File spoon-archives/postcolonial.archive/postcolonial_2003/postcolonial.0309, message 31


Subject: Re: as a parent...
Date: Wed, 03 Sep 2003 23:10:05 +0000




Hello Friends,

I just read the reactions that the McWhorter article provoked.  I learned 
from all of you in one way or another. I must say though that I'm in 
agreement with most of what Susanna wrote. As for Margaret, I just want to 
say that it is very different to raise a child in New Zealand than let us 
say South Central Los Angeles. Your comparison ignores context, race and 
class. Why do you think advertisors spend billions of dollars if their 
methods of indoctrination weren't profitable?

Regards,

Horn OF Africa




>
>  I don't disagree that McWhorter's rhetoric largely vilifies hip-hop 
>artists and the black kids who emulate them.  And to what end?  How is he 
>helping them?  More importantly, how is he harming them/himself?
>
>With no imperical data, I'd guess that McWhorter is most popular with 
>whites who are relieved to finally hear a black man take the words right 
>out of their mouths about the problem with poverty and violence in black 
>communities.
>
>Still, studies have shown a direct link between exposure to TV violence and 
>violent acts in kids who are exposed.  Besides McWhorter is anyone talking 
>about this link at it relates to hip-hop and kids of any race?
>
>Also, another subject to throw into the mix:
>I have always been fascinated by the affinity white kids have for black 
>hip-hop.  I remember sitting in a cultural studies class at my little 
>liberal arts college listening to wealthy white hippy boys saying how much 
>they could "relate" to rap music.  None of them could exactly explain why.  
>I'm sure plenty has been written about this... anyone?
>
>-Susanna
>
>P.S.  I was raised without a TV until I was 18.  Indeed, I was overly 
>fascinated by TV and watched every chance I could when I was a kid. But, I 
>didn't freak out and rebel and become a drug addict or anything extreme.  
>And I firmly believe that there is a benefit in limiting a person's 
>exposure (kid or adult) to violence as entertainment.
>
>
>
>
>
>Dr. Michelle M. Wright wrote:
>
>>Hi all!
>>
>>Am loving the convo on McWhorter and wanted to add my
>>two cents:
>>
>>To my view, McWhorter has tapped into the lucractive
>>market of reiterating racist white discourse but
>>rendering it "legitimate" by being a bonafide black
>>himself--see "Losing the Race", in which he claims,
>>through childhood anecdotes, that black Americans are
>>at the bottom of the social and intellectual heap
>>because they actively discriminate againts brilliant
>>blacks such as himself. This book has received far
>>more press attention and sales than any of its
>>contemporaries that challenge racist stereotypes
>>through data and research rather than angry childhood
>>memories.

[Stored dataset items]

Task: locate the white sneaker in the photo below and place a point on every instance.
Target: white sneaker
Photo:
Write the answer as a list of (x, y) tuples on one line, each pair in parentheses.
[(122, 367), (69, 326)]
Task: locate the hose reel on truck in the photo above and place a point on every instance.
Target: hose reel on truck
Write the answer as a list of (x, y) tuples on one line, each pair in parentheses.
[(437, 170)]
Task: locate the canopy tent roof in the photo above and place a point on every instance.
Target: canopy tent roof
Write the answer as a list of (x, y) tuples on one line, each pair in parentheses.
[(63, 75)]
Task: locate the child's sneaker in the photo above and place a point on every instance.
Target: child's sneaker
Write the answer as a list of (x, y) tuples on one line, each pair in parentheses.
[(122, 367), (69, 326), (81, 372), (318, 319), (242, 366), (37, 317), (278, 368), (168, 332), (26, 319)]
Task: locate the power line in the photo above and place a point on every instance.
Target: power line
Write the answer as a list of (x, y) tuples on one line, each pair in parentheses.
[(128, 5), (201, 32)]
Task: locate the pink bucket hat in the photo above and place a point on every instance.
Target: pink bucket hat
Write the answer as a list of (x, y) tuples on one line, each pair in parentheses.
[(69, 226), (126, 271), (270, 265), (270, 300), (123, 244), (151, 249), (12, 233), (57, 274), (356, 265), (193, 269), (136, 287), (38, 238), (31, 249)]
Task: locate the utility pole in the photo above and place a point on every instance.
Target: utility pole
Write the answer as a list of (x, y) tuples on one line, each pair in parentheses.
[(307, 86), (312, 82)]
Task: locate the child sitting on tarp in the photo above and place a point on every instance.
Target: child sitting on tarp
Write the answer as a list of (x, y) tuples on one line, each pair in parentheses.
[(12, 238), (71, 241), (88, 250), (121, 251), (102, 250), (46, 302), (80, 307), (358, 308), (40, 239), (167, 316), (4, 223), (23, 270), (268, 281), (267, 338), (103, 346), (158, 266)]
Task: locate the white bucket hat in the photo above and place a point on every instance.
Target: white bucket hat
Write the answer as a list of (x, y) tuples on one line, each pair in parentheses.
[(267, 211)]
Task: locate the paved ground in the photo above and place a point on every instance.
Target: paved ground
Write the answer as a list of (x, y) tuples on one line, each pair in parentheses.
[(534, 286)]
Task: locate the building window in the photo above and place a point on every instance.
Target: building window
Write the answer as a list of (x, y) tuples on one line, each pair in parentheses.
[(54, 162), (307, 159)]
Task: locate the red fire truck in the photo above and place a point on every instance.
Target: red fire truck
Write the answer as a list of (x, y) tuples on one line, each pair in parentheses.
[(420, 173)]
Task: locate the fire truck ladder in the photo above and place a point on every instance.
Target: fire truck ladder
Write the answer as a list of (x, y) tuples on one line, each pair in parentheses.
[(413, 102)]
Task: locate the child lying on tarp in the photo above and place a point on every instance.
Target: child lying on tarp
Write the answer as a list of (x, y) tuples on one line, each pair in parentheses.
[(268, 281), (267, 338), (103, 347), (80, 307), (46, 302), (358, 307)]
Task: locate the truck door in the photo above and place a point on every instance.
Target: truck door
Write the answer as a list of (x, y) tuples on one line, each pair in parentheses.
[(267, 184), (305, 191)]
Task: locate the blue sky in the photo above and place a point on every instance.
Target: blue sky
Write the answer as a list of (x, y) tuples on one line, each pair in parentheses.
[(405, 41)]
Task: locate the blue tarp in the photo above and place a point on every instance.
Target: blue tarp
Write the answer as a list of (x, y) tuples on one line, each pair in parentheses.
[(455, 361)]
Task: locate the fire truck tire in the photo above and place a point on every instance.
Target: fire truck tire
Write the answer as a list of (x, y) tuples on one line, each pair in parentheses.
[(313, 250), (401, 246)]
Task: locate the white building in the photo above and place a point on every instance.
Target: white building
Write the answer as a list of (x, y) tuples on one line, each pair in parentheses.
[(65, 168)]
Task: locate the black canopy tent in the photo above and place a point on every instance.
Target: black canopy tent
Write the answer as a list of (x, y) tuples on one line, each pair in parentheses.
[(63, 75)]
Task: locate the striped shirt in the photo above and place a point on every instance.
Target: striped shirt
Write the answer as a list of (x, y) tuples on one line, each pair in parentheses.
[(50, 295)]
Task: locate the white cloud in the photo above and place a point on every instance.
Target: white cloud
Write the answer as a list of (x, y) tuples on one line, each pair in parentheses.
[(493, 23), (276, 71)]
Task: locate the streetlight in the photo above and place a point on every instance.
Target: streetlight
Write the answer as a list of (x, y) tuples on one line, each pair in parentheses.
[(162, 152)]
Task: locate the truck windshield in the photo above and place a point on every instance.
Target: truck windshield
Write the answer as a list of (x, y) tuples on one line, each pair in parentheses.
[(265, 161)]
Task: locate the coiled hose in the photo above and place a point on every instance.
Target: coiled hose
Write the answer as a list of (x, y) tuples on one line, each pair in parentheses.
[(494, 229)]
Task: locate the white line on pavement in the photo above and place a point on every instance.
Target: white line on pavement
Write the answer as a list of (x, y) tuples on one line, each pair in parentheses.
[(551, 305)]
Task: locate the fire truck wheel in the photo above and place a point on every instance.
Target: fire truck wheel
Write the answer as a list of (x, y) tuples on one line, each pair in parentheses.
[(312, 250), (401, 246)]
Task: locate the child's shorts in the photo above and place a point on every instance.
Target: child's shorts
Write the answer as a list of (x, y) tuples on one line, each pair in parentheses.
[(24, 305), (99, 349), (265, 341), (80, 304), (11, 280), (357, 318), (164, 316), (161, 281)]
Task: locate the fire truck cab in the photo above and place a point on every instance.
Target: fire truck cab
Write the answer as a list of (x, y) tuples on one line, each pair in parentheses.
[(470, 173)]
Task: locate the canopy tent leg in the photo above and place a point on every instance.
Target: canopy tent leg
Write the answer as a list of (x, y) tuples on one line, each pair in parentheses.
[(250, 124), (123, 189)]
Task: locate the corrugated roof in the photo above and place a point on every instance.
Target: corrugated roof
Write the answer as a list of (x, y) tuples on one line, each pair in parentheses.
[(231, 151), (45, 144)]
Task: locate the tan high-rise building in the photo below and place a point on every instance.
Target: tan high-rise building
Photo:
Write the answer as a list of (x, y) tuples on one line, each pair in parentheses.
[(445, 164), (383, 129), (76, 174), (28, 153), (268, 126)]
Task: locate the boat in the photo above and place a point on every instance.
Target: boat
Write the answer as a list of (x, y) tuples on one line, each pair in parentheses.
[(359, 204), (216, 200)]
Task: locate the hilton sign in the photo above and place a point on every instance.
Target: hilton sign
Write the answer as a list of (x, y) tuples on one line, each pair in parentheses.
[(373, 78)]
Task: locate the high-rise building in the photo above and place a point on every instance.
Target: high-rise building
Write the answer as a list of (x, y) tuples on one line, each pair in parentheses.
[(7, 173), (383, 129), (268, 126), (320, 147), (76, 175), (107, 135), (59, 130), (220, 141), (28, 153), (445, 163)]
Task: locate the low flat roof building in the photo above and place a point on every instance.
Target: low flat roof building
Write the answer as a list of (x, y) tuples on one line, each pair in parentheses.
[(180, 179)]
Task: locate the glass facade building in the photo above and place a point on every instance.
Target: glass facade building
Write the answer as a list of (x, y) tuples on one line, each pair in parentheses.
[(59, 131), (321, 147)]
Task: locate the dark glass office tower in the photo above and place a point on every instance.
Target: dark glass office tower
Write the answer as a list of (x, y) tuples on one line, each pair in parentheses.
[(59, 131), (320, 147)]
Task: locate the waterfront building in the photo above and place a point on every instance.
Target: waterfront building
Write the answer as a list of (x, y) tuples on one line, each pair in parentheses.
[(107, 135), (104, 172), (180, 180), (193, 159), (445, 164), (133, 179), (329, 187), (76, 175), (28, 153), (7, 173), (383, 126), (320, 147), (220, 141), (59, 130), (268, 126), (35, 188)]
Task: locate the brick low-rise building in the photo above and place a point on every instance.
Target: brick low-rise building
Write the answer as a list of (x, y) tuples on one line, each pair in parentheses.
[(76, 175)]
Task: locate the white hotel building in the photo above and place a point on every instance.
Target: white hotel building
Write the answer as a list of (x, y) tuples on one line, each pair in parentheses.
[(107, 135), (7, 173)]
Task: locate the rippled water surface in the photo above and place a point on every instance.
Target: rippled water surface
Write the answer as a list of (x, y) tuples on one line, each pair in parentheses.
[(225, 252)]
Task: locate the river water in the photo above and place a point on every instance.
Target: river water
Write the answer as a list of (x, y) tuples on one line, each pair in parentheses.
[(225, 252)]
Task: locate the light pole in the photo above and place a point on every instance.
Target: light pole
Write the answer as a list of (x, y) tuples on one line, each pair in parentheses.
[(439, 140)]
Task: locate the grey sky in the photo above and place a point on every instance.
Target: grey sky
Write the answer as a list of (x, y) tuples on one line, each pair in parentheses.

TASKS TO CARRY OUT ▸
**a.** List the questions in the mailing-list message that appear in the quoted paragraph beginning "I don't disagree that McWhorter's rhetoric".
**b.** Reproduce part of the mailing-list message, beginning at the words "Horn OF Africa" and stopping after "he harming them/himself?", and substitute "criticizes" for "vilifies".

SOLUTION SET ▸
**a.**
"And to what end?"
"How is he helping them?"
"More importantly, how is he harming them/himself?"

**b.**
Horn OF Africa




>
>  I don't disagree that McWhorter's rhetoric largely criticizes hip-hop 
>artists and the black kids who emulate them.  And to what end?  How is he 
>helping them?  More importantly, how is he harming them/himself?